[Строки набора данных о расположении объектов]
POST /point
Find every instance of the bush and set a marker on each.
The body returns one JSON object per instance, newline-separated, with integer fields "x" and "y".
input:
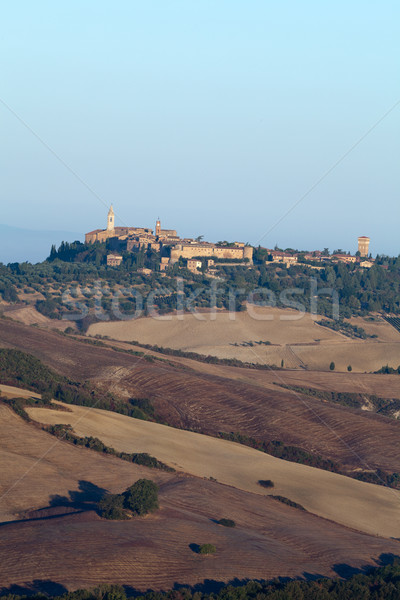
{"x": 112, "y": 507}
{"x": 287, "y": 501}
{"x": 207, "y": 549}
{"x": 142, "y": 497}
{"x": 266, "y": 483}
{"x": 227, "y": 522}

ЗАДАНИЕ
Замените во всех данных "bush" на "shrub" и выведите строки повторно, ничего больше не меняя. Изображения в ответ не включайте.

ОТВЕТ
POST /point
Find every instance of the shrub and set a marker on each.
The body returns one JSON object per instance, newline-separated, with integer fields "x" and "y".
input:
{"x": 112, "y": 507}
{"x": 287, "y": 501}
{"x": 207, "y": 549}
{"x": 142, "y": 497}
{"x": 266, "y": 483}
{"x": 227, "y": 522}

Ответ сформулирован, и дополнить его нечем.